======== SELECTED PASSAGE

Saturday, December 13, 2008
The kind of place that makes you feel all ‘with it’ and organic and goodie goodie just by navigating its winding, labrinthine passages, Cork’s English Market has long been a tourist-trail favourite. Right up there with the Shandon Bells and Blarney Castle in terms of popularity, the foreigners can’t get enough of it. It’s the raw, bloody, honest-to-goodness realness of the place, the battered butchers blocks, the big cleavers and the angry red men beheading things with them.
There’s a sociable atmosphere that, let’s face it, you just don’t get at your local Tesco. Add to this the current obsession with grocery prices and carbon footprints and you really couldn’t dream up a better way of saving money, helping the planet and supporting local small businesses than shopping at the English Market… so why aren’t you?
While there are plenty of Cork people, myself included, that use the market as their main food source, many visit just once or twice a year for speciality or traditional fare like spiced beef or tripe and drisheen (- you really don't want to know), yet more still use it simply as a short-cut between Princes Street and the Grand Parade. What the passers-by are missing out on is not just fresh produce and Cork culture at its very best, but also an opportunity to make a proper fucking difference.

================

TASK REQUIREMENTS: Carry on the post about Cork's English Market, picking up right after its final sentence. The lines that come next have nothing to do with the post about Cork's English Market.

======== MATERIAL SUPPLIED

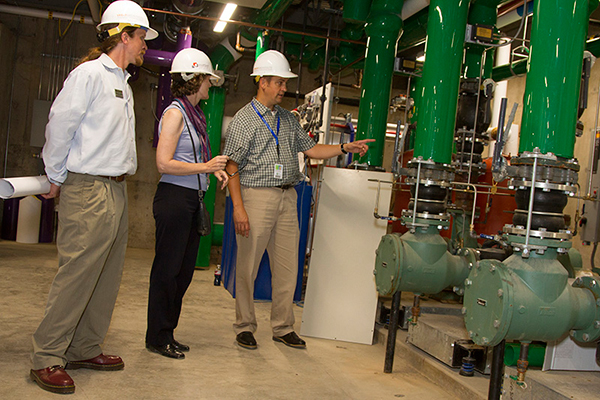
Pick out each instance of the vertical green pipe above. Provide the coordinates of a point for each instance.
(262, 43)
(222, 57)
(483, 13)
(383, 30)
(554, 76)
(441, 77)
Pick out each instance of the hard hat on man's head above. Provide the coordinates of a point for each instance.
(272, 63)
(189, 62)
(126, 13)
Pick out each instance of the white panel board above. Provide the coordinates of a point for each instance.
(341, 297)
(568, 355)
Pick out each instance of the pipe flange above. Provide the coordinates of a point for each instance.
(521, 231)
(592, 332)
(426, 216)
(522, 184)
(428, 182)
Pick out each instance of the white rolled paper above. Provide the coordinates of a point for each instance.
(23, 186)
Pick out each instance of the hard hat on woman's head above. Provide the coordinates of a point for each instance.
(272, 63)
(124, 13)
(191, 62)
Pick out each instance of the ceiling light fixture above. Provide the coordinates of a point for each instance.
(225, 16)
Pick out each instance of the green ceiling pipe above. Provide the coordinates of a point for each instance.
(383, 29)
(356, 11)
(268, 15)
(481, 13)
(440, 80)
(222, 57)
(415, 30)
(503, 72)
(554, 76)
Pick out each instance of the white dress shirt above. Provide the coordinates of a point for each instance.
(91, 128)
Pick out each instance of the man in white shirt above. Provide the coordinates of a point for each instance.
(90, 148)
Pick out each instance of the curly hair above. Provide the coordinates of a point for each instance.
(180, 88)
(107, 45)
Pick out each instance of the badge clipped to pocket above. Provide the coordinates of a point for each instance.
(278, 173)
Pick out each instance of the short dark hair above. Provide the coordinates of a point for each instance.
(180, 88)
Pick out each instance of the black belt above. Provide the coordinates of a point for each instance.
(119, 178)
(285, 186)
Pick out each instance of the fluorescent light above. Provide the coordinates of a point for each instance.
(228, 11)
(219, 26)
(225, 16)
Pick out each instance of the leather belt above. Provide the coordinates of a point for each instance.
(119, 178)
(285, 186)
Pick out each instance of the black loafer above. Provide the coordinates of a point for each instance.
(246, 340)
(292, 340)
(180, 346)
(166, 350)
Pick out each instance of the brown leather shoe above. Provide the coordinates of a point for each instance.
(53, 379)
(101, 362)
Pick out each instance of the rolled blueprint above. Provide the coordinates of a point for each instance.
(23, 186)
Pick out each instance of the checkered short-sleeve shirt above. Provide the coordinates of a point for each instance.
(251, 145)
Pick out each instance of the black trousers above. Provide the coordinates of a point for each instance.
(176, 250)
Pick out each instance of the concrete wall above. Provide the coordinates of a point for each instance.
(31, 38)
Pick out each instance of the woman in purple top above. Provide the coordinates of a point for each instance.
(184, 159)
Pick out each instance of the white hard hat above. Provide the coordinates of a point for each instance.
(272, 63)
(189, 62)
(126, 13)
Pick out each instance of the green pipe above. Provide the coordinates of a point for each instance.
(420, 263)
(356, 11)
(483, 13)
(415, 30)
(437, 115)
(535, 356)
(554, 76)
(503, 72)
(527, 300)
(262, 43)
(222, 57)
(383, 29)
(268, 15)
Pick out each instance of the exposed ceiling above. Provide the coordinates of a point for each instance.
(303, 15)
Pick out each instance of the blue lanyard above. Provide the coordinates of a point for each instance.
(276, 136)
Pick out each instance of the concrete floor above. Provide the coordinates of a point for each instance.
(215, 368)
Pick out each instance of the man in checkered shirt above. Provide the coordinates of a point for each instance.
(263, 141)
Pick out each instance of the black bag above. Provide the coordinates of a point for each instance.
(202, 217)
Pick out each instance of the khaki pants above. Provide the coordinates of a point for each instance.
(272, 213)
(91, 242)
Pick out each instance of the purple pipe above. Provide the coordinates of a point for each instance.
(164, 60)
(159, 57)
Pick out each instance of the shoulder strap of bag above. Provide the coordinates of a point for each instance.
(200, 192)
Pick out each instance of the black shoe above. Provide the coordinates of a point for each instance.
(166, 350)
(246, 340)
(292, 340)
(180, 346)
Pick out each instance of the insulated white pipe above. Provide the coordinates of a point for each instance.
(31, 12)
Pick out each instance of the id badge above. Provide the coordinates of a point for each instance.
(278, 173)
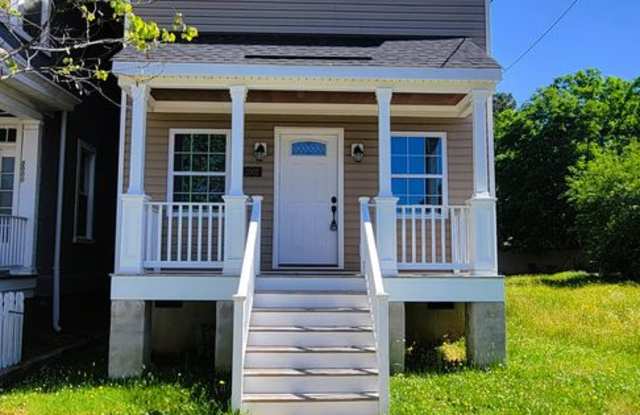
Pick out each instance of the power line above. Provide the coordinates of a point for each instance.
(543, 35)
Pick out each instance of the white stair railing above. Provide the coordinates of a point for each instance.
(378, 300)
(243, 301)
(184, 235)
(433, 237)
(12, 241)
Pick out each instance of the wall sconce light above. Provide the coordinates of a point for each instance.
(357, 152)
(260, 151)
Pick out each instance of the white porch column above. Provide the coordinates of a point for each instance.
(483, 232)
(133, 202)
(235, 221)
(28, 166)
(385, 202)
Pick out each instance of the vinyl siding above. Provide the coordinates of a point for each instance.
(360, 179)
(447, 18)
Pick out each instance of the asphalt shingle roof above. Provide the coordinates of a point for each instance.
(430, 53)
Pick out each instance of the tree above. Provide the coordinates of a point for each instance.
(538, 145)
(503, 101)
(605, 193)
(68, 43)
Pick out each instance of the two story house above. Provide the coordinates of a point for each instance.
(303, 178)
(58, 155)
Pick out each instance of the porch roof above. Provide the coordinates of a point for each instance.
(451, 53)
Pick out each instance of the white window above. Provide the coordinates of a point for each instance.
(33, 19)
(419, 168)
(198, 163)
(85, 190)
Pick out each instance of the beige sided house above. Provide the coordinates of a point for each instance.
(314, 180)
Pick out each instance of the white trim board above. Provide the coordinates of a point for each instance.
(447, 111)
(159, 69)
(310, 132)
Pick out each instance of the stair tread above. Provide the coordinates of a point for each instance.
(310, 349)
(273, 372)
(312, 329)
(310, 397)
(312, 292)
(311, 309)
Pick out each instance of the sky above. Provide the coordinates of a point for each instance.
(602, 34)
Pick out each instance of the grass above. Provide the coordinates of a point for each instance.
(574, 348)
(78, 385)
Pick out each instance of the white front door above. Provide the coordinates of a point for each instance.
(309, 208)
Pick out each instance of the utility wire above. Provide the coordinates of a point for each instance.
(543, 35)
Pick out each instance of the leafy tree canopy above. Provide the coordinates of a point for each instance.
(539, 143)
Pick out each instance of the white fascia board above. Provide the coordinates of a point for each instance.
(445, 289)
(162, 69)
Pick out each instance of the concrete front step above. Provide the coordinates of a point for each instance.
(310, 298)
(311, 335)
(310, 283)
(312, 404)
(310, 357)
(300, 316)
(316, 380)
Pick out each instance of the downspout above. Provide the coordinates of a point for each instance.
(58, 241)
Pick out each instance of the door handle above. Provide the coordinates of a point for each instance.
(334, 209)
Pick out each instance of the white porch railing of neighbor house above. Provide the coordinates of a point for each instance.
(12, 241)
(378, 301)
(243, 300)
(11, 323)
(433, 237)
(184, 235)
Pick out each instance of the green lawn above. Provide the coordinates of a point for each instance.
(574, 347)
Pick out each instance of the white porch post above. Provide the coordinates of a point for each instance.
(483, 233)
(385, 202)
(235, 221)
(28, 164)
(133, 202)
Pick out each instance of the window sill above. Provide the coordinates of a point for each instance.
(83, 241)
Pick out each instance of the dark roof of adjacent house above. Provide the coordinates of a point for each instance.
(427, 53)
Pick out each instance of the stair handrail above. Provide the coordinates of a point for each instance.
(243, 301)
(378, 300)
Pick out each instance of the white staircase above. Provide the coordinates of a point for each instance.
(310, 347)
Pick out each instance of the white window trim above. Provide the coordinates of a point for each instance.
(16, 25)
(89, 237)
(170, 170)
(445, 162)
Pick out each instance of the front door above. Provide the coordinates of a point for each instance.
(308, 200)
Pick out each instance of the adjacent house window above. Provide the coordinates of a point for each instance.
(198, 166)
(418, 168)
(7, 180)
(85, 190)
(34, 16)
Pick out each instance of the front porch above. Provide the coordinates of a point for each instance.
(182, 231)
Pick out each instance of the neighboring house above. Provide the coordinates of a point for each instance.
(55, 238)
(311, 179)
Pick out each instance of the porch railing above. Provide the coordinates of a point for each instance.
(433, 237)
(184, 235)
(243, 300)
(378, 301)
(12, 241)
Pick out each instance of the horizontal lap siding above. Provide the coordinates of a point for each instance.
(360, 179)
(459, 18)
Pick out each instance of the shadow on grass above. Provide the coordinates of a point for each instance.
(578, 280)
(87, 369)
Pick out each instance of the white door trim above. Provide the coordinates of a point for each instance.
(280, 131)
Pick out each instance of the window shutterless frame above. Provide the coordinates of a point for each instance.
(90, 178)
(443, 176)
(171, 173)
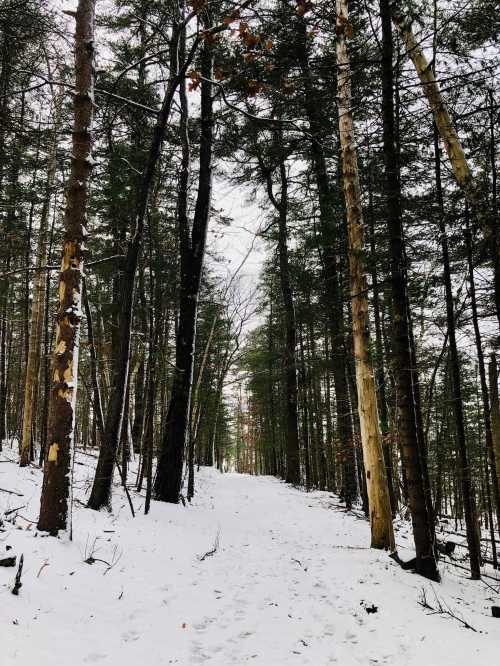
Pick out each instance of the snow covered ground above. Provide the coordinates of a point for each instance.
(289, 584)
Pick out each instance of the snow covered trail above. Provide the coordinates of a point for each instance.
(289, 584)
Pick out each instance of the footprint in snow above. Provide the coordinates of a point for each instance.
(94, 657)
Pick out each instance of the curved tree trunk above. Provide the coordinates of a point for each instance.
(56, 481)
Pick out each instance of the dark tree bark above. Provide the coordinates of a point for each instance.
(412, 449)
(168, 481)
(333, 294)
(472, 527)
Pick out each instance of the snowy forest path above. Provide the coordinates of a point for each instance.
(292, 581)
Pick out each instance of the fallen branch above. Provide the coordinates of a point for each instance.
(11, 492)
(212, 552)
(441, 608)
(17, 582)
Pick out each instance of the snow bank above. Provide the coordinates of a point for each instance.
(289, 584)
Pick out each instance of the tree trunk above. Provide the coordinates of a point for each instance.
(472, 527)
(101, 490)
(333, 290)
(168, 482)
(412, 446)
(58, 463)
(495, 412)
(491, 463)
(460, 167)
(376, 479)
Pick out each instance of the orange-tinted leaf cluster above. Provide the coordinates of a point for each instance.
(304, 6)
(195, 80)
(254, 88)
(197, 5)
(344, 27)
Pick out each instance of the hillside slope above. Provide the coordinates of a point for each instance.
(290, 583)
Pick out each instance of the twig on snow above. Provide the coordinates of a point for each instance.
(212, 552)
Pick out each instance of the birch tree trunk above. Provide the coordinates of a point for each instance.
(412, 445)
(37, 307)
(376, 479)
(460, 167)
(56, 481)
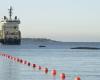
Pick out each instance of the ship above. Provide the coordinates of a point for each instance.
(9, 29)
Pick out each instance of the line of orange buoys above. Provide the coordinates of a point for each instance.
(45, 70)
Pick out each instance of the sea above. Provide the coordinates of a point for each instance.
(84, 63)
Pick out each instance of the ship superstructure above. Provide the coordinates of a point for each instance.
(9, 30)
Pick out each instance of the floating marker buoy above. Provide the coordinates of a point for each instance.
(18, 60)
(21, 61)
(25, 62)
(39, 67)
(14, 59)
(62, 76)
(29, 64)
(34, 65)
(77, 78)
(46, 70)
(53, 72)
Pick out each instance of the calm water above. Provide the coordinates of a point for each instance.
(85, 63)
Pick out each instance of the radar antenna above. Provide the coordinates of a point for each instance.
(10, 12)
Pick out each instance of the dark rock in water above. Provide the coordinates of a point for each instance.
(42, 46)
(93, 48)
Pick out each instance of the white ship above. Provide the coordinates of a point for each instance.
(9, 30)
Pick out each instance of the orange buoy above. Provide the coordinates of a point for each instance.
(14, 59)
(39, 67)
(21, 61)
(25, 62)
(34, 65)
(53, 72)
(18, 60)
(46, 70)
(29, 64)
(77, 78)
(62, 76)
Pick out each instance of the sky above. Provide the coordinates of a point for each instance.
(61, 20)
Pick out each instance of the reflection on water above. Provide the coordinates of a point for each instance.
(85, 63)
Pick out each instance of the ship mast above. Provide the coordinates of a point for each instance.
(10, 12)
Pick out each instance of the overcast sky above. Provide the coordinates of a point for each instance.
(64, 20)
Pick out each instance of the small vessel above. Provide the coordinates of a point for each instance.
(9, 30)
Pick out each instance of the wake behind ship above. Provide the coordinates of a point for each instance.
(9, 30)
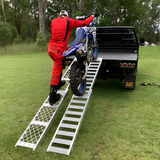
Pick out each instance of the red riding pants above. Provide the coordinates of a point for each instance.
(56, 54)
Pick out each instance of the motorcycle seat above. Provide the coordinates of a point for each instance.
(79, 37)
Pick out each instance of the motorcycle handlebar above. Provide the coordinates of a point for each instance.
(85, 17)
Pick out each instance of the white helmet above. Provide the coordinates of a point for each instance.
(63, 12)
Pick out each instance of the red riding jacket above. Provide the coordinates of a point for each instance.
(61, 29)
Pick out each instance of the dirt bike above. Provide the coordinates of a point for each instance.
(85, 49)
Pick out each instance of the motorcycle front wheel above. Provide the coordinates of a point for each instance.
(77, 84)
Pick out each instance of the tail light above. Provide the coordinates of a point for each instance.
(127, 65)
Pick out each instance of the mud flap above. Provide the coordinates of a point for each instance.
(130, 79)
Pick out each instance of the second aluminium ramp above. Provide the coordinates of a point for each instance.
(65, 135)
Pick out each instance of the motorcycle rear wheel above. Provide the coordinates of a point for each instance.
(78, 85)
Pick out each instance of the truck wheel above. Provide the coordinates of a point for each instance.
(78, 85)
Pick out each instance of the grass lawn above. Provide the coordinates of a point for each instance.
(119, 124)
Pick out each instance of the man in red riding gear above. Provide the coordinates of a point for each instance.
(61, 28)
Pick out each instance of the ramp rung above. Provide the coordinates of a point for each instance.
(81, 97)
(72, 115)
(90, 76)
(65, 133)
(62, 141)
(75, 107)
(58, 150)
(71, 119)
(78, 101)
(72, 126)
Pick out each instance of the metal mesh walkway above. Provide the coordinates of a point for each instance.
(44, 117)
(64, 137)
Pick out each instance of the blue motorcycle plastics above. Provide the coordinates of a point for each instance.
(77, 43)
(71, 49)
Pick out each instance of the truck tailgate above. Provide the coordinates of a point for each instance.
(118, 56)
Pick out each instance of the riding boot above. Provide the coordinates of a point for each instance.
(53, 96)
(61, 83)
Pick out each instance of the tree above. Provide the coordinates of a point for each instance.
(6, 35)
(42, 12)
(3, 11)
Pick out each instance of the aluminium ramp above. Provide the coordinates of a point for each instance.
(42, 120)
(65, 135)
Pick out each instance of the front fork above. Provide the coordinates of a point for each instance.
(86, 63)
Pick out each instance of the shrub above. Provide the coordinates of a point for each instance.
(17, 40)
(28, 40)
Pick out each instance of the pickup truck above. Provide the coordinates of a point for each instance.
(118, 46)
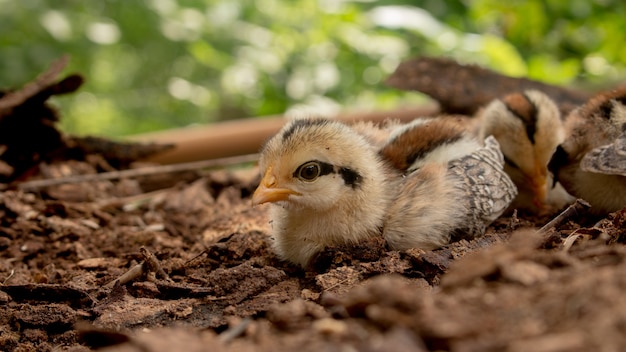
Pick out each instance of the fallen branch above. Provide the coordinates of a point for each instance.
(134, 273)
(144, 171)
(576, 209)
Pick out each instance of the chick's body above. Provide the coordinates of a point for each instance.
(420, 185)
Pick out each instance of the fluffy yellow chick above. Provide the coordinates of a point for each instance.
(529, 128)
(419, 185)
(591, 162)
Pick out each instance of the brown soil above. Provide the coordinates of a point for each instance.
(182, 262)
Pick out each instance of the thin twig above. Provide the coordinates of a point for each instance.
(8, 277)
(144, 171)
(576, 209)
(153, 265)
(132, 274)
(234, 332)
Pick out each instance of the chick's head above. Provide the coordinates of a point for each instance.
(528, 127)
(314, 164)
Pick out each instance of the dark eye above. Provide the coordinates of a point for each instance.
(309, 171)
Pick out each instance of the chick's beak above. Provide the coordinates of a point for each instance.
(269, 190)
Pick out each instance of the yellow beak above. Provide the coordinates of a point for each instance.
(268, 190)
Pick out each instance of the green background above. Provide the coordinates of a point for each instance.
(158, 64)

================

EXERCISE RESULT:
Home to an abundance of goodies, from fresh steak and organic vegetables to the darkest and most decadent of chocolates, local honey, thick and unctuous, and a variety of Greek olives and stinky local cheeses, the English Market is a foodie tourist paradise, but for you're local and you'd like to ditch the weekly robotic walk around the nearest supermarket, it could be much more.
When I first moved into town, far away from homemade dinners and kitchen cupboards that miraculously refilled themselves every week, I wasn’t incredibly confident of my ability to keep myself alive. I liked watching TV cooking shows, but I was afraid of the actual cooking. It was all the chopping and measuring and pinching of herbs. I didn’t know how to crush garlic but it sounded difficult and you needed special machinery.
A tonne of pasta, umpteen cans of tuna and too many cardboard pizzas later, I’d had enough. Something had to be done. I bought a cookbook, a kids one, and a wooden spoon, because I wanted to look like I meant business.
Four bright red tomatoes, half an organic onion, some fresh Basil (it comes on a plant? Who knew!) a tablespoon of olive oil and two bulbs of garlic were purchased, along with half a pound of mince, which an English Market butcher showed me exactly how to sauté, and I had cooked a meal from scratch! I was hooked. I wanted to cook more things, but I needed some serious guidance.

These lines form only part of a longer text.